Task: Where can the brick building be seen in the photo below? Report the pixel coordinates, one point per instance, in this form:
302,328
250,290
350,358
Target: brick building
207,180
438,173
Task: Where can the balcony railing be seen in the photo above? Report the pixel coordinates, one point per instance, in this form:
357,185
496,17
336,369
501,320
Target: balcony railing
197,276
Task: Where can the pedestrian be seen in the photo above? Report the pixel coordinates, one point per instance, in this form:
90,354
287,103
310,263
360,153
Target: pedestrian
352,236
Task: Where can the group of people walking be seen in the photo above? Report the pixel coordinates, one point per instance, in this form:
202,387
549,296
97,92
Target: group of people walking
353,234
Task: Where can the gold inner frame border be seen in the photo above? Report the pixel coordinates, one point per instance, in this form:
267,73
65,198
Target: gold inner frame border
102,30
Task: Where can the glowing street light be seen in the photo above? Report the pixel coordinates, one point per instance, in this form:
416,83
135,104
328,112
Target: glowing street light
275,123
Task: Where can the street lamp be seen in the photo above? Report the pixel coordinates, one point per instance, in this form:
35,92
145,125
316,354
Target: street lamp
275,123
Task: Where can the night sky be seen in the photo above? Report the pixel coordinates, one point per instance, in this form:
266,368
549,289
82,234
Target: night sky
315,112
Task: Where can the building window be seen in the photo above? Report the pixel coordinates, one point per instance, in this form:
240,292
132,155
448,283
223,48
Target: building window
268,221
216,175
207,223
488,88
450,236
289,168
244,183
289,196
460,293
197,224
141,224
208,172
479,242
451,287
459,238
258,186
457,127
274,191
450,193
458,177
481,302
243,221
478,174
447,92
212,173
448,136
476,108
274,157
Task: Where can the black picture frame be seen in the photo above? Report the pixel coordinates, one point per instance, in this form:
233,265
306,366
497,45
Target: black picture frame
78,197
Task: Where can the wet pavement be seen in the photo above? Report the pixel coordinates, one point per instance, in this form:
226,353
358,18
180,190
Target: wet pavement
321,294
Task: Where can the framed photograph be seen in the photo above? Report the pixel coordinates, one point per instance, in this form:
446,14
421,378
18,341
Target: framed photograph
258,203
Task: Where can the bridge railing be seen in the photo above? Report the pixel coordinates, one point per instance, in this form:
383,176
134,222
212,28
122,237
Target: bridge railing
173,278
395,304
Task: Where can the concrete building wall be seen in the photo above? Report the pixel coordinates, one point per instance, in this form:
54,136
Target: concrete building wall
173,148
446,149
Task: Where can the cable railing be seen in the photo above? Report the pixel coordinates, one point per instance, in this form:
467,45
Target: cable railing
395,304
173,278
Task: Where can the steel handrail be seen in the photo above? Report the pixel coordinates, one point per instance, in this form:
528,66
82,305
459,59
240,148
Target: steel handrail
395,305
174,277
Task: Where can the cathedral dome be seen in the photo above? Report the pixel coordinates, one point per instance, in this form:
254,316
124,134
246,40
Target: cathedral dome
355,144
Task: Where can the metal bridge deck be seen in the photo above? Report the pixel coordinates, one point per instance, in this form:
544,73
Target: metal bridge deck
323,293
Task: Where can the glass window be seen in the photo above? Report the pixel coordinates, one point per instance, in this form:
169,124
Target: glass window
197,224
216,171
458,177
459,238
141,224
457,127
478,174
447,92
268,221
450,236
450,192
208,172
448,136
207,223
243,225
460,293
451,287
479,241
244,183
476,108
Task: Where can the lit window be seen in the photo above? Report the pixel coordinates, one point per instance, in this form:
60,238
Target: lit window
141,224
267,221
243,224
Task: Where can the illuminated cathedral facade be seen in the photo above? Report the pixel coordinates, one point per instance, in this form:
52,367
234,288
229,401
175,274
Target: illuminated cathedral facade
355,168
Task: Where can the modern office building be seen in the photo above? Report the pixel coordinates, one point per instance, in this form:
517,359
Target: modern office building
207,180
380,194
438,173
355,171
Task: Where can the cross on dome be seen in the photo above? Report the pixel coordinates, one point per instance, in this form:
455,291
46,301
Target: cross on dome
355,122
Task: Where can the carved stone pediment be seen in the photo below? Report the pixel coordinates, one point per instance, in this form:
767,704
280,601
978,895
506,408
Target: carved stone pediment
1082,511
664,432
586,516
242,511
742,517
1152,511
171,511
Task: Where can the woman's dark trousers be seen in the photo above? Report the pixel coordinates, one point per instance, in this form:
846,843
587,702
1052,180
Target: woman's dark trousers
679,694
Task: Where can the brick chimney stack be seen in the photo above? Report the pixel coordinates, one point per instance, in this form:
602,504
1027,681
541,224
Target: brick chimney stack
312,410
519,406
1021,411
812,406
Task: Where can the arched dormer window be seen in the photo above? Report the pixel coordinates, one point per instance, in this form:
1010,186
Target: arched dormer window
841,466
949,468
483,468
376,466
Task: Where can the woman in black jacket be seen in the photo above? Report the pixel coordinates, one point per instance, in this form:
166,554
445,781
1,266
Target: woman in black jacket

━━━━━━━━━━━━━━━━━━━━

#### What to produce:
Look through the entries for the string "below". Every line that has it belongs in the answer.

#### Your response:
Task: Where can the brick building be seen in the photo below? Report the pixel coordinates, one point per instance, in this form:
Task: Where can the carved stone pediment be seen in the photo below? Report the pixel coordinates, one point per instance, in this form:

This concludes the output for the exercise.